*Passage cité*.

----

Publié le: 27 septembre 2021

« Entendre avec son cœur est plus essentiel qu’entendre avec ses oreilles »

« Entendre avec son cœur est plus essentiel qu’entendre avec ses oreilles »

Devenue malentendante à l’âge de 25 ans suite à une otospongiose, la comédienne française Zoé Besmond de Senneville raconte dans son « Journal de mes oreilles » le long chemin qui l’a conduite à accepter son handicap.

En vous lisant, on a le sentiment que le statut de personne officiellement handicapée en raison de votre surdité a été particulièrement difficile à accepter…
C’est vrai et c’est probablement lié à mon âge mais aussi à mon éducation. J’ai été éduquée dans une famille catholique et j’ai étudié dans un établissement catholique où la notion du devoir accompli est toujours très importante. Ajoutez-y que nous vivons dans des sociétés où l’injonction à toujours être très performant ne les rend pas très compatibles avec le handicap. Et puis enfin, il y a aussi mon métier d’actrice et de comédienne qui joue sur ce registre, avec les 5 sens qui doivent toujours être infaillibles.

----

*Extraits des données*.
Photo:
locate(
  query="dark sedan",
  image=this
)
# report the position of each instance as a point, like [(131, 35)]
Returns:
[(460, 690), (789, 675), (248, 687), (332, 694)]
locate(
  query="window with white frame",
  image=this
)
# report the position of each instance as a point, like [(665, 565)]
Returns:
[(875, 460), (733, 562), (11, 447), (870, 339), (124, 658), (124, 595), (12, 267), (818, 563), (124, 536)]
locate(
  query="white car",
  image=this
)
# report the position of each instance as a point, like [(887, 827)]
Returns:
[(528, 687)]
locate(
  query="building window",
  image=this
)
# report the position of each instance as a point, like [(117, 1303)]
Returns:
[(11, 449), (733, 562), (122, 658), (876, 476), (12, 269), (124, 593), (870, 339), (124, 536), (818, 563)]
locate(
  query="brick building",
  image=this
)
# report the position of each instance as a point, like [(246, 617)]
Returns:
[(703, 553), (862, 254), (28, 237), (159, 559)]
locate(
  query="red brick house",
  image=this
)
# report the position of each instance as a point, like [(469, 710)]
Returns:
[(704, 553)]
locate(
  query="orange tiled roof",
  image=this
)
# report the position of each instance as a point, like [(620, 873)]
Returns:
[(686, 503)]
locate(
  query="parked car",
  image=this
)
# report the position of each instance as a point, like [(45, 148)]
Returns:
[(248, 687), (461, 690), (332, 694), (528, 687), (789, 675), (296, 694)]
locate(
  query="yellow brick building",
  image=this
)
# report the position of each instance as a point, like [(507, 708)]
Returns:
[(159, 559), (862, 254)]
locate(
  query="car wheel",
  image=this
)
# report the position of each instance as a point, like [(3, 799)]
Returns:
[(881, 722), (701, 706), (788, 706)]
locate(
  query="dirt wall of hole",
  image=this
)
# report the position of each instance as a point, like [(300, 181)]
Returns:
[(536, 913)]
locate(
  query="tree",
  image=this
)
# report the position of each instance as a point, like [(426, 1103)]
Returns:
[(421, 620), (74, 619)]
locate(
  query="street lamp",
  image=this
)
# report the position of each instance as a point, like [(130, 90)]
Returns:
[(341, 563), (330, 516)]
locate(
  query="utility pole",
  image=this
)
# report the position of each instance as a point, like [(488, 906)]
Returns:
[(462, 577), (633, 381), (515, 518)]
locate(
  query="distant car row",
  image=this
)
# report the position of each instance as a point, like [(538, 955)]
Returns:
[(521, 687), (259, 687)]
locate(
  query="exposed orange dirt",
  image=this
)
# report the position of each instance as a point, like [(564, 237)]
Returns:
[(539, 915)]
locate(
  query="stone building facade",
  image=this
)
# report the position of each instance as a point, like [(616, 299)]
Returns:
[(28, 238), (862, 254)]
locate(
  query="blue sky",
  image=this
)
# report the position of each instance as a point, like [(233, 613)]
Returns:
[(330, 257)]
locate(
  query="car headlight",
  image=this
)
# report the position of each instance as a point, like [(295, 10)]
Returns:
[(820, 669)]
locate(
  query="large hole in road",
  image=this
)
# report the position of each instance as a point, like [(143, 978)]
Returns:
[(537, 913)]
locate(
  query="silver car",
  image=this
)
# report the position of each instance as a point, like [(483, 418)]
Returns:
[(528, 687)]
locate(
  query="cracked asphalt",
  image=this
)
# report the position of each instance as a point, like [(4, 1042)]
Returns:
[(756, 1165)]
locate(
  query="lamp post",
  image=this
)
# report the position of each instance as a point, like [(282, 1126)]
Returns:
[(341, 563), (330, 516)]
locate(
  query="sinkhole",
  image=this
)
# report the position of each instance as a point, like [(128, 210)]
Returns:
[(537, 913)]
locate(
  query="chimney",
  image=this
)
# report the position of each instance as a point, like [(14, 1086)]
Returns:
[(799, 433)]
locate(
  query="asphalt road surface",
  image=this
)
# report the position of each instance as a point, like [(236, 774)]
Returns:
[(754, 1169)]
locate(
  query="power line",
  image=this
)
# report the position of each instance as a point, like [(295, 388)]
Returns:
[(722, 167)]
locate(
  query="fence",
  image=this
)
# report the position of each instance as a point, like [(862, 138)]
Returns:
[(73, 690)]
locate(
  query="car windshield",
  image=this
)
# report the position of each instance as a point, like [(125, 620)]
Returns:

----

*Consigne*.
D'après le passage cité, quels sont tous les facteurs que Zoé Besmond de Senneville avance pour expliquer sa difficulté à accepter son statut de personne handicapée ?

*Résultat*.
- son âge
- son éducation catholique, en famille et à l'école, où la notion du devoir accompli est très importante
- des sociétés où l'injonction à toujours être très performant est peu compatible avec le handicap
- son métier d'actrice et de comédienne, où les 5 sens doivent toujours être infaillibles